[ACTIVITY]:
All lines from the one containing "Where can you spot the dark" through the end of the entries below should appear in the answer exactly, with no others.

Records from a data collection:
┌──
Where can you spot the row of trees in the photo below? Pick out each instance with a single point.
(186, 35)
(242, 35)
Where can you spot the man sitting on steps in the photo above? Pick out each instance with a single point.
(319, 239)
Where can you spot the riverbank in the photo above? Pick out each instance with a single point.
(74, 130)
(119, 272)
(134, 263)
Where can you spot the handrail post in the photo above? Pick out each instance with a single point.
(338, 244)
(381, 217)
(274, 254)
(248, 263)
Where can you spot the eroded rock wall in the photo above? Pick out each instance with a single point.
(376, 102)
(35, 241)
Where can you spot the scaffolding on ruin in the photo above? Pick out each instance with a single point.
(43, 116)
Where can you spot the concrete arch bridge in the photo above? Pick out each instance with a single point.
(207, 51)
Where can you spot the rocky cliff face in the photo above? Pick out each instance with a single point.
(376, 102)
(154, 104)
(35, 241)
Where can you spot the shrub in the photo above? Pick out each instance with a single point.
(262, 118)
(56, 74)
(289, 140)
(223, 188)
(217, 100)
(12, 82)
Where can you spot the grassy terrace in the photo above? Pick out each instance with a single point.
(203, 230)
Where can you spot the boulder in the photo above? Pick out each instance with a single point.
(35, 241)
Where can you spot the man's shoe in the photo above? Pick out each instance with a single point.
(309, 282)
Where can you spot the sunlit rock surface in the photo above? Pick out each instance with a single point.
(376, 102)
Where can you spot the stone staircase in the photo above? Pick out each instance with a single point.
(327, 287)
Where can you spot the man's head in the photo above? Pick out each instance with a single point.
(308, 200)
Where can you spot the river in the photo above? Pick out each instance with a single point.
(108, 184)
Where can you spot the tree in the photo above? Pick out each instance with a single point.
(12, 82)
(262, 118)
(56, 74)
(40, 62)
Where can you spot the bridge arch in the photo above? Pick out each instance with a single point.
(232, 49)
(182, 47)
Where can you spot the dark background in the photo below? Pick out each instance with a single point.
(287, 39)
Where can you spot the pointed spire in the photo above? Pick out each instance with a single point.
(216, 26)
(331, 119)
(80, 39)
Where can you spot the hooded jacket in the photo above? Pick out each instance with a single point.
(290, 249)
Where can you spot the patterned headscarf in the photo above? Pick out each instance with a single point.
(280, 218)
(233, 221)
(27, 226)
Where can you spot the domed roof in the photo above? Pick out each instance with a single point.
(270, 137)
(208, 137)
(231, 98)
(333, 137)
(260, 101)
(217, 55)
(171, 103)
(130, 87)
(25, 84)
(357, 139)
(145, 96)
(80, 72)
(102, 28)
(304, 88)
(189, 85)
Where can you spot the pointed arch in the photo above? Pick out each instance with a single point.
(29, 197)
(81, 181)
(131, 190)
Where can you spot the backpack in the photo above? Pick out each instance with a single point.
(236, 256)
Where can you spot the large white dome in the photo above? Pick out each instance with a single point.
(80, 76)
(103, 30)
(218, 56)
└──
[EXERCISE ANSWER]:
Where can you spot the dark background in the photo below? Pick out each instance with a single point.
(287, 39)
Where can you spot the pointed spire in the photo above? Pick out each instance with a single point.
(216, 26)
(331, 119)
(80, 39)
Where can you spot the hooded jacket in the photo above? Pick out each instance with a single point.
(290, 249)
Where can you spot the patterned headscarf in the photo above? Pick out each instance with a single point.
(280, 218)
(233, 221)
(27, 226)
Where can you spot the domed roof in the photo above? Pick out each instance with a single point.
(270, 137)
(208, 137)
(231, 98)
(333, 137)
(260, 101)
(217, 55)
(171, 103)
(130, 87)
(25, 84)
(357, 139)
(145, 96)
(80, 72)
(102, 28)
(304, 88)
(189, 85)
Where can you spot the pointed arch in the photo above? Pick out each instance with a single point.
(29, 197)
(81, 181)
(131, 190)
Where can you spot the backpack in the photo above? Pick out each instance with a single point.
(236, 256)
Where can you spot the large white dome in the photo above? Pick out each instance with a single point.
(80, 76)
(103, 30)
(218, 56)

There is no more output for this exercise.